— begin STORED ROWS —
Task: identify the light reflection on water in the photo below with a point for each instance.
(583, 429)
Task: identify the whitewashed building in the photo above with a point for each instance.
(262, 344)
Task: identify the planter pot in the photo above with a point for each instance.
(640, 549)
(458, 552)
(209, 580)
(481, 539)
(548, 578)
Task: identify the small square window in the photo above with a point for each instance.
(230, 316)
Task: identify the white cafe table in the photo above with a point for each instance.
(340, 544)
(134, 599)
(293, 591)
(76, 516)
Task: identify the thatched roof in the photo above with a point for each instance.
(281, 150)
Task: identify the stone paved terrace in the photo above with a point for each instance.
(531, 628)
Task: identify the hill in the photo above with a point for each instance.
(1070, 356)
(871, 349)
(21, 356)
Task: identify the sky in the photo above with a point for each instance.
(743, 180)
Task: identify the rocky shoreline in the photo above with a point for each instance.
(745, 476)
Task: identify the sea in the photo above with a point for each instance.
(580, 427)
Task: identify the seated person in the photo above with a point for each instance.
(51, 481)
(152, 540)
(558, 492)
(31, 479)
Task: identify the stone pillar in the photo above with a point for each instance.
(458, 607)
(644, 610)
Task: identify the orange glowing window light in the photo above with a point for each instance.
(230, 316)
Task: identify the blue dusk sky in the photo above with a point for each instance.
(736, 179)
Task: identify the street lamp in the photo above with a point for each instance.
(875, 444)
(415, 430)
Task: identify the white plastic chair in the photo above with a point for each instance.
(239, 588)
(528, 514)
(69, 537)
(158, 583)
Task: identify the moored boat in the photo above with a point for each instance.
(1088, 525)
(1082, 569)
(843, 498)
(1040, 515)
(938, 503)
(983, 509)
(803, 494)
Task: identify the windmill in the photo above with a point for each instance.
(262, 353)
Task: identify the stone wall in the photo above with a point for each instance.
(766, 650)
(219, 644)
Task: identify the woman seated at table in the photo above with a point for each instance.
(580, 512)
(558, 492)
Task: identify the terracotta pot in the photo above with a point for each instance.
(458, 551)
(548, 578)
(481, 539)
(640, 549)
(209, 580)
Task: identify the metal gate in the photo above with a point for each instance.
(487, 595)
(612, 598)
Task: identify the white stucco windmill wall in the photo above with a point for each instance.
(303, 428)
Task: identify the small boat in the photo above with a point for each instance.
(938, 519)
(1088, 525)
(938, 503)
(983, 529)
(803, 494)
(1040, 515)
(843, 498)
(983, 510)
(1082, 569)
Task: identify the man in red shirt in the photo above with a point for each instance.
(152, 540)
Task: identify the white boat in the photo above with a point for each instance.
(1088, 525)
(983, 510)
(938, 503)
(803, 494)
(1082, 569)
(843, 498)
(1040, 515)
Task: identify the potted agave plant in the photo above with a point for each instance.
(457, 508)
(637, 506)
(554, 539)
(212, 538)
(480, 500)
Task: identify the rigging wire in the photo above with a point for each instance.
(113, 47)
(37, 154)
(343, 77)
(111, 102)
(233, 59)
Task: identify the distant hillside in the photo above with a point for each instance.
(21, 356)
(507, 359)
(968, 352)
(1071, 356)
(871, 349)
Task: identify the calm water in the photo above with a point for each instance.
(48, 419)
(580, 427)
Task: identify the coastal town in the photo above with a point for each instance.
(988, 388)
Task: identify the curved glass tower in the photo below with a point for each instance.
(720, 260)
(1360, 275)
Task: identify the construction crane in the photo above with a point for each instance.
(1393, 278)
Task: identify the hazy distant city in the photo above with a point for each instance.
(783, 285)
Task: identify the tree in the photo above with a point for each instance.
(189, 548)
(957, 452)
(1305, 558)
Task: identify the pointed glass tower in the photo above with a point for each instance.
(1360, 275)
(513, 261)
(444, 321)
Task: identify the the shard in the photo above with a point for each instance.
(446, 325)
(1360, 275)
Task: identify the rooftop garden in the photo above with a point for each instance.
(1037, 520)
— end STORED ROWS —
— begin STORED ROWS —
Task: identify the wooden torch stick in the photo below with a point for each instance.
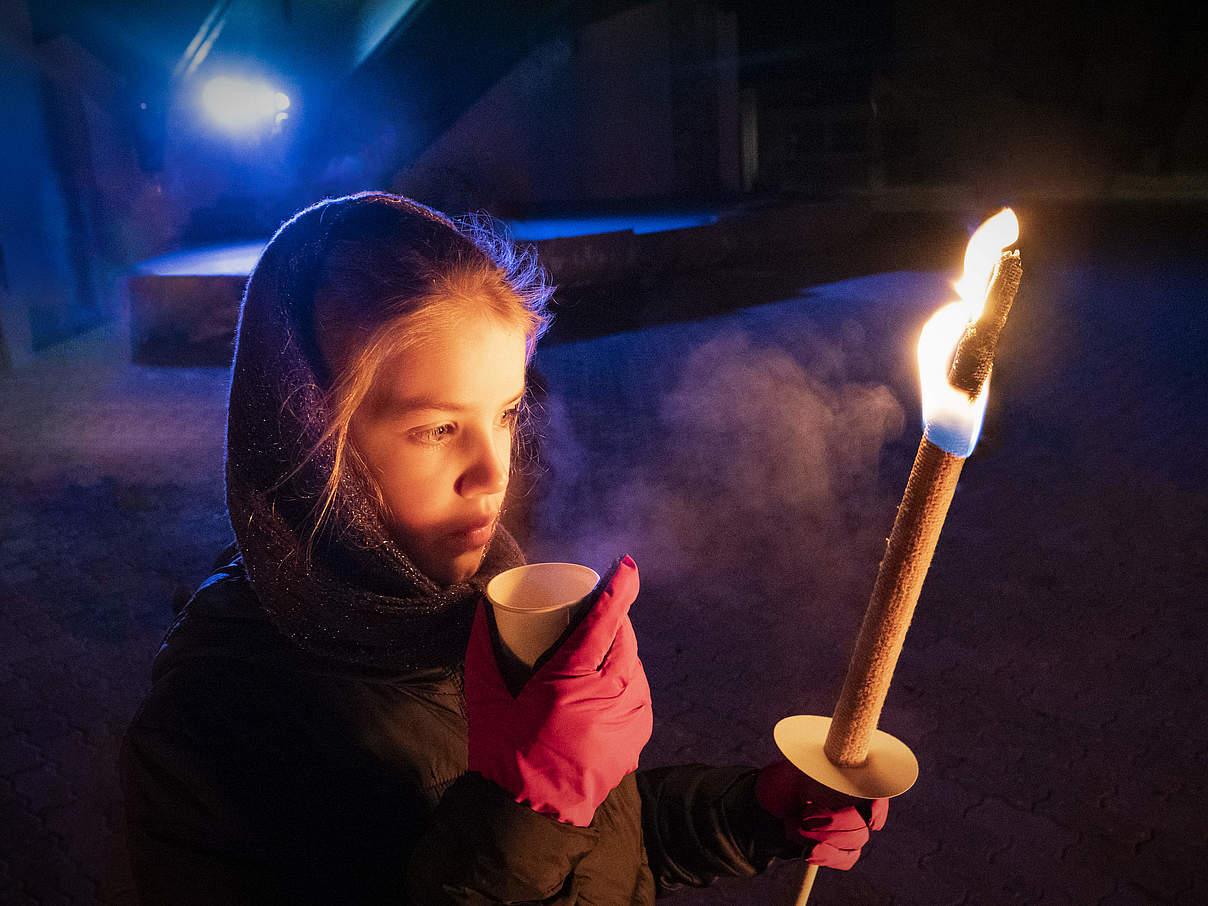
— end STORED ROWS —
**EXERCISE GOAL**
Give only the number of lines in the data above that contain the word "seated".

**RESPONSE TO THE EXERCISE**
2